## Start SOURCE

# ford f250 alternator



## chriscasto22 (Oct 30, 2004)

hey guys got a question for ford owners. i have a 04 f250 psd, when i bought it, it had no plow on it, so i had the dailer insall one before i picked it up (fisher MMII 8 foot). when i got it home i realized it did not have the snow plow prep package which i thought was no big deal because i was going to add timbrems. During the past storm (blizzard 05) i noticed all might lights dimming and the heating going dead. I thought it was my strobes but found out it wasn't, after doing some research i found out that the alternator with the snow plow prep package is 140 amps, compared to the stock 110 amp alternator. I called ford yesterday to get a 140 amp alternator and they said they are on backorder till april and preference is going to emeregeny vehicles (police / ambulences). So my question is where can i get a beefer alternator for my truck? and is anyone else encountered this problem? 

GO PATS !!!!!!!!!


----------



## Bolts Indus. (Dec 22, 2003)

You can get a 140 amp at any parts store. (NAPA)

You should first look at your battery. If your battery is good and your 110 amp alt is working good then you will get a little dimming in lights but that is all.
A good alt is of no benefit if the battery is not good.


----------



## Bandit (Jan 5, 2005)

Chris
Do a search for " High Output Alternators " on this Forum ,and You will find All 
Your Questions answered , including After-Market Suppliers with Links.

Bob
.


----------



## Mark Witcher (Feb 21, 2004)

You shouldnt need a bigger alternator. I have 3 plow trucks. Ford PSD with 130 amp, and two chevys with 98amp and 102amp. Never had any problems.


----------



## cet (Oct 2, 2004)

Are you doing a lot of driveways? They are hard on the electrical system as you only drive a few feet before using the plow again. You might look into adding a second battery as well.


----------



## chriscasto22 (Oct 30, 2004)

have three small parking lots and 10 driveways, i understand that the lights will dim a little but not enought to shut down the heat and radio and alll the interior lights. i am going to have the battery tested this week to see if they are fine before purchasing a new alternator. however might invest in a new one because i want to add an additional strobe or two.. thanks for all the good advice, keep it coming . chris


----------



## Paulie (Dec 14, 2004)

chriscasto22
Check out this site http://www.ohiogen.com/ 
Maybe they can help.


----------



## oldmankent (Mar 2, 2001)

Your PSD alternator should be better than 110 from the start. Make sure your batteries are in good shape. They both have to be. You can get a bolt on 200 amp alternator through ebay for decent money. Just put one on my truck. Haven't noticed any difference from it and my stock alternator.


----------



## ZamboniHDB (May 8, 2004)

Maybe I haven't looked hard enough, but not more than three months ago I couldn't find a high output alternator for the 6.0 PSD. No problem in finding one for the 7.3 PSD though. Better yet, I should pick up the phone and speak with one of the suppliers that I have dealt with before.

## End SOURCE

__EXERCISE TASK 1__. Could you reproduce the alternator thread word for word, from "## oldmankent (Mar" up to and including "dealt with before."?
__EXERCISE TASK 2__. Which usernames appear as post headers in the alternator thread? List each one once.

## Start DATASET ROWS

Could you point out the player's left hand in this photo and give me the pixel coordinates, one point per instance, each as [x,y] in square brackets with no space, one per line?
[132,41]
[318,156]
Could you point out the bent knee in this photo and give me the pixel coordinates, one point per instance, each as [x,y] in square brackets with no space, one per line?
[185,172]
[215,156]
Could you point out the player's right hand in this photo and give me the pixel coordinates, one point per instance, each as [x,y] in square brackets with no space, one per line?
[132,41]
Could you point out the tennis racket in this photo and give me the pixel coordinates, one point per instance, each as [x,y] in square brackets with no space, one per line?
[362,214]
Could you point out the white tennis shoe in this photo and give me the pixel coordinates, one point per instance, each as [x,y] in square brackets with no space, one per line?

## End DATASET ROWS

__CORRECT RESPONSE 1__.
## oldmankent (Mar 2, 2001)

Your PSD alternator should be better than 110 from the start. Make sure your batteries are in good shape. They both have to be. You can get a bolt on 200 amp alternator through ebay for decent money. Just put one on my truck. Haven't noticed any difference from it and my stock alternator.


----------



## ZamboniHDB (May 8, 2004)

Maybe I haven't looked hard enough, but not more than three months ago I couldn't find a high output alternator for the 6.0 PSD. No problem in finding one for the 7.3 PSD though. Better yet, I should pick up the phone and speak with one of the suppliers that I have dealt with before.

__CORRECT RESPONSE 2__.
chriscasto22
Bolts Indus.
Bandit
Mark Witcher
cet
Paulie
oldmankent
ZamboniHDB